DATA TO PROCESS →

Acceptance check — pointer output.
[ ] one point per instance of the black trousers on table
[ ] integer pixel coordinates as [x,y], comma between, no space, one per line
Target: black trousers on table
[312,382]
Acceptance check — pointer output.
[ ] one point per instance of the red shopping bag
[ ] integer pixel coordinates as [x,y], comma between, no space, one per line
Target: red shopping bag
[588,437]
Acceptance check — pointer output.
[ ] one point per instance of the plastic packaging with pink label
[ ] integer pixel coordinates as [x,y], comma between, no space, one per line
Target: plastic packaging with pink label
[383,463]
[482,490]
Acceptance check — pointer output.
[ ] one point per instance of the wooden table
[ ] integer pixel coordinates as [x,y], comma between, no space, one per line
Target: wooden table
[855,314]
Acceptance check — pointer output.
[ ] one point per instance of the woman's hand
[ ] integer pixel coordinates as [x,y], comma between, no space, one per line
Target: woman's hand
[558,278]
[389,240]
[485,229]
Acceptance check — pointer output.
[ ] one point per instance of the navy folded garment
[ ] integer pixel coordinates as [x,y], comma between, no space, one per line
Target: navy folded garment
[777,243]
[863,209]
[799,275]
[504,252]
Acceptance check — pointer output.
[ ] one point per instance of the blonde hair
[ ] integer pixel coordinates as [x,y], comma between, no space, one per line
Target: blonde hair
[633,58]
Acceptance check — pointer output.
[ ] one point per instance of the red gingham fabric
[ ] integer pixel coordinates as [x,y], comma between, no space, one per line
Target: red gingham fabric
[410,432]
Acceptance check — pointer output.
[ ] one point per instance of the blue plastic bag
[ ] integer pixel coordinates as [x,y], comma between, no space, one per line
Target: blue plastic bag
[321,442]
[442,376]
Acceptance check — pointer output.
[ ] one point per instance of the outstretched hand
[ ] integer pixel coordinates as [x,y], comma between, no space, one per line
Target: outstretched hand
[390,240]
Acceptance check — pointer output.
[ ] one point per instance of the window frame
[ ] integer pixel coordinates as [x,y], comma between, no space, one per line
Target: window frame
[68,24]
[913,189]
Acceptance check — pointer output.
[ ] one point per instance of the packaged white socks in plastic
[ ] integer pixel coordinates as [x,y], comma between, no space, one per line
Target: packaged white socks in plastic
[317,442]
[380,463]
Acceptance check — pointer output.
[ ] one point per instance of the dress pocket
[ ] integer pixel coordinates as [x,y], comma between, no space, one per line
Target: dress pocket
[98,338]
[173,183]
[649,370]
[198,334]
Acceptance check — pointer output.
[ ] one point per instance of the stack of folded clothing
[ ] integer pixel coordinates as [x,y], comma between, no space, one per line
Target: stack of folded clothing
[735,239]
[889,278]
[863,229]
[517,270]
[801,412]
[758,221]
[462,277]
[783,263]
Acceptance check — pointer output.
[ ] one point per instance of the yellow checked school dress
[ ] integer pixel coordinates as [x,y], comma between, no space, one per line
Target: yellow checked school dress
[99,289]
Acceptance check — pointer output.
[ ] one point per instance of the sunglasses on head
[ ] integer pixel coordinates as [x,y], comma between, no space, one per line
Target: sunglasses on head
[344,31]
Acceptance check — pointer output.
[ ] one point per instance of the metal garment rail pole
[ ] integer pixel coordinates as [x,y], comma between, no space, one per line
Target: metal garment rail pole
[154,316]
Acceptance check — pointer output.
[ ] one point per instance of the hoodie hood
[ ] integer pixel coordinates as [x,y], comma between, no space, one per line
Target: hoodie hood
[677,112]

TASK → Pull out every line of the entries above that contains the word "packaged", matching its case exactly.

WRITTEN SOLUTION →
[ ] one point per instance of the packaged white socks in plastic
Target: packaged white socks in plastic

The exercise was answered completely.